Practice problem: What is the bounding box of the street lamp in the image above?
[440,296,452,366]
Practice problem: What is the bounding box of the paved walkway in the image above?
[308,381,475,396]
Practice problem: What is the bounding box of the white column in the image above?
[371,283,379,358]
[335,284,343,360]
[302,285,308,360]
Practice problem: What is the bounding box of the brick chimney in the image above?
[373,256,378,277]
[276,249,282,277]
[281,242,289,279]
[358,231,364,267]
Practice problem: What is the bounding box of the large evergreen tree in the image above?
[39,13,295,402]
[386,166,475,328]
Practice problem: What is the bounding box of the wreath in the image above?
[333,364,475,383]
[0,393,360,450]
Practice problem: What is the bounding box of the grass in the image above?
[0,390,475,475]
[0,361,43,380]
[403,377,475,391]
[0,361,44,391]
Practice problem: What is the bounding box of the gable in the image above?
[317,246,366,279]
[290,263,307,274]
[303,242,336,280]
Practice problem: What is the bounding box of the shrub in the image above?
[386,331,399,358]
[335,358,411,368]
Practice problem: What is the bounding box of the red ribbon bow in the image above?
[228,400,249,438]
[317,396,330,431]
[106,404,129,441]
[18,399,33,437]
* * *
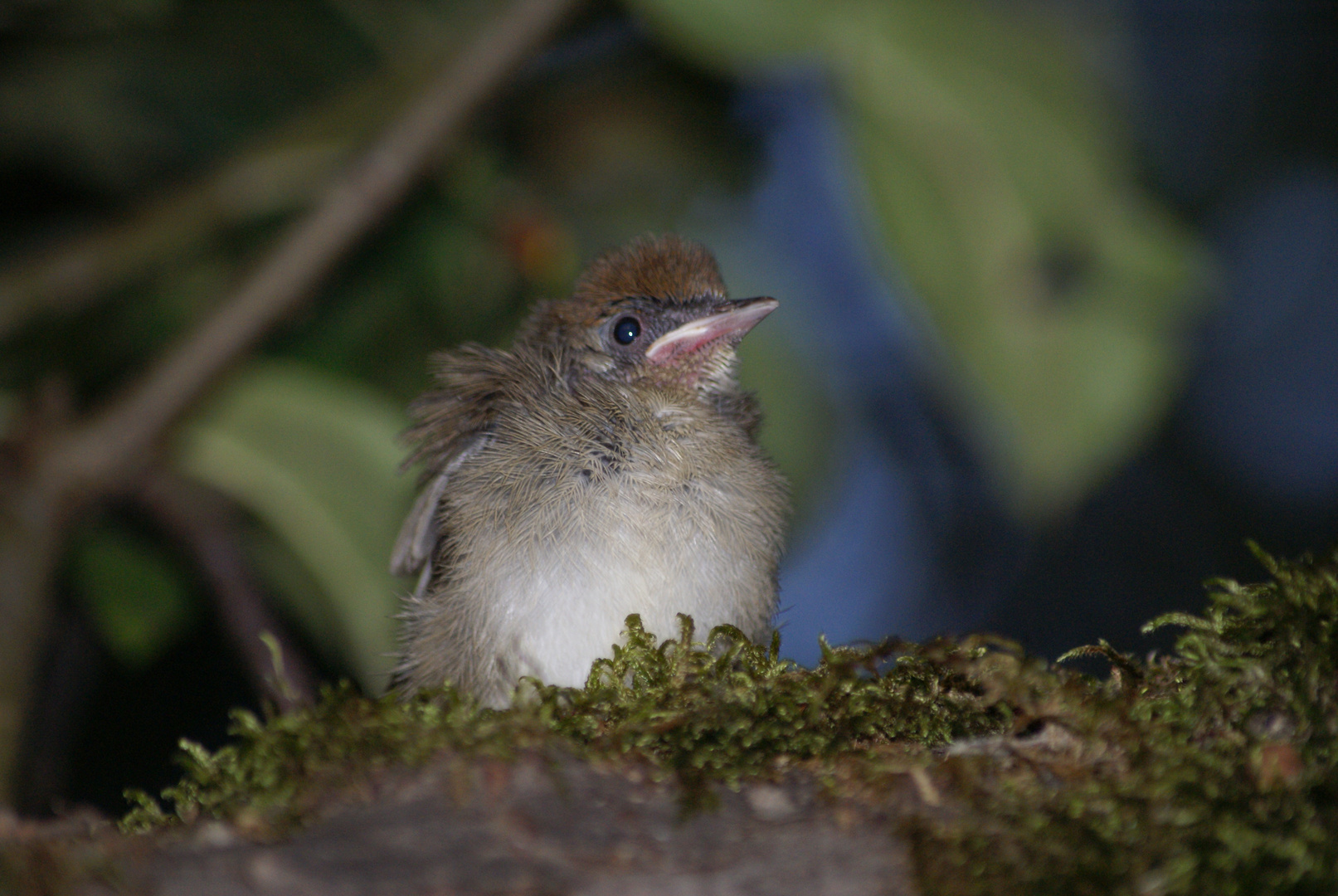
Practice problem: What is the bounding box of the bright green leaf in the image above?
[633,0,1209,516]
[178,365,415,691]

- **Task goal**:
Swap "Practice problem" for "Exercise" in the listing, everything from the line containing "Practice problem: What is the bounding box of the white" down to the line containing "[335,358,411,368]", and give back only those lines with nothing else changed.

- **The output**:
Exercise: What is the bounding box of the white column in the image above?
[371,283,379,358]
[335,284,343,360]
[302,285,308,360]
Exercise: What is the bounding box of the brick chimney in the image above?
[373,256,378,277]
[276,249,282,277]
[281,242,289,279]
[358,231,364,267]
Exercise: What is the bounding box of the large evergreen tree in the image above?
[39,13,295,402]
[386,166,475,328]
Exercise: What is the bounding box of the wreath in the image above?
[333,364,475,383]
[0,393,360,450]
Exercise: What is the bounding box of the grass in the image above?
[0,390,475,475]
[0,361,43,380]
[403,377,475,391]
[0,361,44,391]
Exercise: What is the bounding box of the gable in the image above?
[317,246,366,279]
[290,263,307,274]
[303,242,336,280]
Exercise: What is the bounding box of the shrub in the image above?
[386,331,399,358]
[335,358,411,368]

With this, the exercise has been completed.